# Okuma metni:
Çetin ÜNSALAN

Çetin ÜNSALAN

EKOPOLİTİK
[email protected]

ATO Başkanı ne istedi?

29 Mayıs 2023 - 02:24

Ankara Ticaret Odası Başkanı Gürsel Baran, enflasyon muhasebesine atıfta bulunarak, gelir ve kurumlar vergisi matrahında uygulamanın hayata geçirilmesini istedi. Aslında ATO Başkanı bunu son dile getiren oldu.

Çok uzun zamandır bir enflasyon muhasebesi yapılması ihtiyacı gündemde ve konuşuluyor. Hatta bununla ilgili uygulamanın 2023 sonuna ertelendiğini de hatırlatmak isterim. Reel sektör haklı mı; haklı. Peki hangi koşullarda?

Yani son olarak ATO Başkanı’nın dillendirdiği reel sektörün bu talebi aslında bize ne anlatıyor? O zaman enflasyon muhasebesinin hangi şartlarda devreye gireceğini hatırlamak için mevzuata bakalım.

Şayet bir ekonomide fiyatlardaki artış son üç hesap döneminde yüzde 100’den fazlaysa, hatta o hesap döneminde yüzde 10’un üzerindeyse enflasyon muhasebesinin devreye girmesi gerekir.

Girmezse ne olur? Şirketlerinizde hem sermaye erimesine neden olursunuz; hem fiktif, gerçek olmayan kazançlar ortaya çıkar; hem de haksız yere vergilendirmenin yolunu açarsınız. Şimdi meseleyi buradan okuyalım.

Ülkede son açıklanan enflasyon verisi ne? Tüketicide yüzde 43,6, üreticide de yüzde 52,1... Bu şartlar altında enflasyon muhasebesi devreye girer mi? Girmez... Peki reel sektör ısrarla enflasyon muhasebesi talebiyle ortaya çıkıyorsa bu ne anlama gelir?

Enflasyonla ilgili rakamlarınızın gerçeği yansıtmadığının kanıtıdır. Vatandaş zaten günlük hayatında bunu iliklerine kadar yaşıyor. Gerçek olmayan bir enflasyonla zam alıp, bunun en az üç katı bir değerle yaşamaya çalışıyor. Doğal olarak da borç batağına daha fazla saplanıyor.

# Veri kümesi kesiti:
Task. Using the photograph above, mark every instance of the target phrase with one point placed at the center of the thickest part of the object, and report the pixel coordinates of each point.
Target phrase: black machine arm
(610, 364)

# Çalışma yönergesi:
Enflasyon muhasebesi üzerine yazıyı son cümlesinden sonra gelecek biçimde sürdürün.

# Alıştırmanın cevabı:
Peki üreticinin ve tüccarın bunu dile getirmesi tüketicinin durumundan farklı olmadığını ortaya koymuyor mu? Enflasyon muhasebesi talebi, ülkede açıklandığı gibi yüzde 52’lerde bir ÜFE değil, en az yüzde 100 bir enflasyon yıpranması olduğunun kibarca anlatımı değil mi?

Gerçek olmayan bilançolarla, kazanılmayan paraların vergisini almak, sonra bankalara dönüp, neden kredi verilmediğini sorgulamak etik bir davranış mı? Bu aynı zamanda şirketlerinizi rekabet edemez hale dönüştürmekten, sermayelerinden kamuya transfer yapmalarını istemek anlamına gelmiyor mu?

Söylemler bir yana, eylemler aslında sizin üretim ekonomisine inanıp inanmadığınızın kanıtıdır. Şu fotoğraf, elinde parası olup, Kur Korumalı Mevduat’a yatırım yapan rantiyenin desteklendiğini, ama üreten, ticaret yapan insanların, tıpkı hizmet verdikleri tüketici gibi göz ardı edildiğini bize anlatmıyor mu?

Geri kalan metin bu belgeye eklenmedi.